Items listed in a dataset:
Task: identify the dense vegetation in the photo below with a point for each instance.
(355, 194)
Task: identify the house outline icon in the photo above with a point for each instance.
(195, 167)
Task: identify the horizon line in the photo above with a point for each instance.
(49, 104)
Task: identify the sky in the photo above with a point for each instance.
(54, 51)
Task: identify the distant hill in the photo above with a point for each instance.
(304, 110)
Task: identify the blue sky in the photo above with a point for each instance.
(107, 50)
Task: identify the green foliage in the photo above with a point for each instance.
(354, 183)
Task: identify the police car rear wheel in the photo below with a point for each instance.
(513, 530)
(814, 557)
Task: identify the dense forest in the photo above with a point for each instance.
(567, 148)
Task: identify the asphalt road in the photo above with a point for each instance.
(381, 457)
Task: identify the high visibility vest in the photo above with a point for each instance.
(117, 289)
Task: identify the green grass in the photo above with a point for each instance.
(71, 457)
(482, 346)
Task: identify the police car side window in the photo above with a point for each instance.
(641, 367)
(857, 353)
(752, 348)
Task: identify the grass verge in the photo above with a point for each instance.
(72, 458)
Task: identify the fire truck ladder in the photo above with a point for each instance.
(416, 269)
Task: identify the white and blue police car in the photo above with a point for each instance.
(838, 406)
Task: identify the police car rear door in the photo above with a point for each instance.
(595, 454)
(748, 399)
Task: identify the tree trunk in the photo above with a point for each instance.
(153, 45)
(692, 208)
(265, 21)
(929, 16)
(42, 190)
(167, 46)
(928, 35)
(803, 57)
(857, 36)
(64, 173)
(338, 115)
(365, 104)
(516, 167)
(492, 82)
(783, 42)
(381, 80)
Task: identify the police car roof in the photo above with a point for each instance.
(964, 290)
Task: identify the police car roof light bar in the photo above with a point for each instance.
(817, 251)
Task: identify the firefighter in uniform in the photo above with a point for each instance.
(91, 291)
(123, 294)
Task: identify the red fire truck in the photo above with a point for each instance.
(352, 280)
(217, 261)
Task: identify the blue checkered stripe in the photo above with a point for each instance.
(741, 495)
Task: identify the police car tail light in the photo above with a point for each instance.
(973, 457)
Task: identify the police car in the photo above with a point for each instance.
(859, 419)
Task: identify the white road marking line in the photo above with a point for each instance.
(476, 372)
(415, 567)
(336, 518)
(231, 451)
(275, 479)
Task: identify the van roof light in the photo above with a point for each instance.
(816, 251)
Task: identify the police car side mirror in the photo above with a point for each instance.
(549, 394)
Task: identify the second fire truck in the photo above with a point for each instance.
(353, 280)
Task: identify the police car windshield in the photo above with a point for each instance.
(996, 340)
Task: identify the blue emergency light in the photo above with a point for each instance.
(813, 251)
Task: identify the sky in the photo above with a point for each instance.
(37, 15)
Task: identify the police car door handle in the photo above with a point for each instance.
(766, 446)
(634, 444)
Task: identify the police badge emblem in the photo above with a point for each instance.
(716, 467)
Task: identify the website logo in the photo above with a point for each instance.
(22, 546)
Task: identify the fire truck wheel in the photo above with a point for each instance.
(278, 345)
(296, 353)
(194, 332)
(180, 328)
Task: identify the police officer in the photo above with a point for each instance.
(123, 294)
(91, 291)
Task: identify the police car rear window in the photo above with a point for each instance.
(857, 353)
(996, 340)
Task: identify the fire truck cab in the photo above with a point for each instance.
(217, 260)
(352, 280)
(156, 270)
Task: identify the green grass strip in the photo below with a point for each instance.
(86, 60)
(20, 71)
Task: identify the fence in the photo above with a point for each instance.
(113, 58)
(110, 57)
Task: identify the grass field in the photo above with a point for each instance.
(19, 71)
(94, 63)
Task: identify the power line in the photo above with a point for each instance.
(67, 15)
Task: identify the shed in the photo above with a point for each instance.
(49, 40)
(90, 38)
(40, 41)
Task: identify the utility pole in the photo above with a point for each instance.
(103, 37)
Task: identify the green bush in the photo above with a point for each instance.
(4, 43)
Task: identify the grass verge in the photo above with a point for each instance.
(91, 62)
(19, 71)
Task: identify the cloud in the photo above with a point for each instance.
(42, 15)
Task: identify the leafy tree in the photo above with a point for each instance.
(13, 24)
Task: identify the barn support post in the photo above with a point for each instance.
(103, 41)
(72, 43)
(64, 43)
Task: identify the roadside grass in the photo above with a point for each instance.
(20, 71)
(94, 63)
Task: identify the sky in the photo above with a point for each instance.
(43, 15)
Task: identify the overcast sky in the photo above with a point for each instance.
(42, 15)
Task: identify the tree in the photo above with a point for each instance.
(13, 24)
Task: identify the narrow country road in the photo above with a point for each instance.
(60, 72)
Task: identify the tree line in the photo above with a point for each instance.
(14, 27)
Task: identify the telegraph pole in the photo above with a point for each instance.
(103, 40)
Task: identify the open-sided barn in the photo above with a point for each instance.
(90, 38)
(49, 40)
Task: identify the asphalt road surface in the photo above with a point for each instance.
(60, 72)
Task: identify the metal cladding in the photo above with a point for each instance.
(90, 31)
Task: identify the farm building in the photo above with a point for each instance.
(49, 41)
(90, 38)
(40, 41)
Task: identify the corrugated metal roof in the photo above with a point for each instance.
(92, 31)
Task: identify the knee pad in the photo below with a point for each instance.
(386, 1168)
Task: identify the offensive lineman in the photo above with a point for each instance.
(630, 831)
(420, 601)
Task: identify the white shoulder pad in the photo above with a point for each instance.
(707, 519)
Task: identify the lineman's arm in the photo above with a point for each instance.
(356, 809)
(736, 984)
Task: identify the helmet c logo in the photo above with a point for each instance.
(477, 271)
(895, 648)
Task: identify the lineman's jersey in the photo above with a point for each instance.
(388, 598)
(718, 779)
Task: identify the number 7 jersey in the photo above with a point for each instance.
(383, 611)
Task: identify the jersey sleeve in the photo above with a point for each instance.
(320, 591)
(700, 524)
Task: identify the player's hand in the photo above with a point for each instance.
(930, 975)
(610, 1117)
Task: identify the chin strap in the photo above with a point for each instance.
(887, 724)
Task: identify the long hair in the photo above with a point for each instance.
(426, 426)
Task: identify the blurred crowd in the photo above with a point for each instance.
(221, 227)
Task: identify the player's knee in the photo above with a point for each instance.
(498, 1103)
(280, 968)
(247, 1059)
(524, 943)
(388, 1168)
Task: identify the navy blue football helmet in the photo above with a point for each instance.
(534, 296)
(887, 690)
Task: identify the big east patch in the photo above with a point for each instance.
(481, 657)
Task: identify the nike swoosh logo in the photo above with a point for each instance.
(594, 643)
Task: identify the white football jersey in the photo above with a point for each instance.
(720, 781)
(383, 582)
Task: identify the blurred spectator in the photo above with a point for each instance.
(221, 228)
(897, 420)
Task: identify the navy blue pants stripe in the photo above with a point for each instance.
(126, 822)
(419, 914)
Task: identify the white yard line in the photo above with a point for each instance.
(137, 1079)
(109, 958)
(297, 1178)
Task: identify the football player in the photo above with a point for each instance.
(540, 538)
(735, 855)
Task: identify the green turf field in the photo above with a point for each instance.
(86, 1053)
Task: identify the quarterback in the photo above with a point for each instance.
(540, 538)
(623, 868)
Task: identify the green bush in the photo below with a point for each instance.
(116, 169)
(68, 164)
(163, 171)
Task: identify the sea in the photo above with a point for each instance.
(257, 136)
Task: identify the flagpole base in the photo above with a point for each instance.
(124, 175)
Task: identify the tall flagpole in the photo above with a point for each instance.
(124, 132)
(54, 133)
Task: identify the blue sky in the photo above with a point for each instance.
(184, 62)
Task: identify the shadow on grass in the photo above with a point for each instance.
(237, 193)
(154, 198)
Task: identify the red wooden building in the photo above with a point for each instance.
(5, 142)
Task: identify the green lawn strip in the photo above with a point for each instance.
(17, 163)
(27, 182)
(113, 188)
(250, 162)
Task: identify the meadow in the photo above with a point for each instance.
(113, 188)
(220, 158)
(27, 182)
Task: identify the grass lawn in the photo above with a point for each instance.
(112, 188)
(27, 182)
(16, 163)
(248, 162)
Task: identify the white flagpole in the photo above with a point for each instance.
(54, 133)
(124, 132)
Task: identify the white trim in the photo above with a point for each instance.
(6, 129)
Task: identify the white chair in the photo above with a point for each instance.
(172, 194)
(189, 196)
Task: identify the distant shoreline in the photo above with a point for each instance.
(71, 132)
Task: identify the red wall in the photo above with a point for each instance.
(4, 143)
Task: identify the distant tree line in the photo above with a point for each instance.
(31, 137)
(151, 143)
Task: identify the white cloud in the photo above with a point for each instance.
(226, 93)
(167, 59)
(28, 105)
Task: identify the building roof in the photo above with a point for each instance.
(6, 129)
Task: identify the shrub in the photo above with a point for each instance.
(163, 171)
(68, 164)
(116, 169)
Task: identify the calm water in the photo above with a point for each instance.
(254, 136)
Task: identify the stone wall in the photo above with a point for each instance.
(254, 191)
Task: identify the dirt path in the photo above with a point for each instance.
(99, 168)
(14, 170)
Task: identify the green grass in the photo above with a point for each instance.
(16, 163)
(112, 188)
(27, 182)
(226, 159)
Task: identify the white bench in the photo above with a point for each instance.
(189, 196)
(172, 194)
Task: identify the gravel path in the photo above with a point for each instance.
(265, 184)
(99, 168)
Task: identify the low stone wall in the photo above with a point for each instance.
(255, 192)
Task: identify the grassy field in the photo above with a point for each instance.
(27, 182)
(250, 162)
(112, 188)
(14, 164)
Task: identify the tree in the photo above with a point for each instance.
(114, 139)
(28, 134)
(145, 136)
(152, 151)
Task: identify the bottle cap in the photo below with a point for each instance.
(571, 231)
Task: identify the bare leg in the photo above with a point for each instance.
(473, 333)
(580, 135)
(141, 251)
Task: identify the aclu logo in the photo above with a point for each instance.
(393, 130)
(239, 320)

[BRIEF]
Exactly the lines from the one with "Task: identify the white cloud" through the final line of the entries are to be returned, both ends included.

[RESULT OF THE EXERCISE]
Task: identify the white cloud in the photo above with a point for each instance.
(226, 93)
(167, 59)
(28, 105)
Task: identify the building roof in the photo above with a point for each instance.
(6, 129)
Task: identify the shrub in the photo above with a point for each instance.
(163, 171)
(68, 164)
(116, 169)
Task: identify the calm water in the photo above with a point for each instance.
(254, 136)
Task: identify the stone wall in the photo above with a point for each instance.
(254, 191)
Task: identify the dirt path in the photo above with a point for each instance.
(99, 168)
(14, 170)
Task: identify the green grass in the photo above with a point for each instance.
(16, 163)
(112, 188)
(27, 182)
(226, 159)
Task: identify the white bench in the photo above with a point for each instance.
(189, 196)
(172, 194)
Task: identify the gravel path in the photo above with a point for each instance.
(265, 184)
(99, 168)
Task: identify the low stone wall in the photo above with a point for each instance.
(255, 192)
Task: identify the grassy field in the photo above with a point for each instance.
(27, 182)
(250, 162)
(112, 188)
(14, 164)
Task: identify the tree in the photo above with a point for each instance.
(114, 139)
(28, 134)
(145, 136)
(152, 151)
Task: identify the bottle cap in the photo below with a point for each instance.
(571, 231)
Task: identify the bare leg in the photo above with a point for each instance.
(473, 333)
(580, 135)
(141, 251)
Task: identify the aclu logo in the photo above with a point for each instance.
(393, 130)
(239, 320)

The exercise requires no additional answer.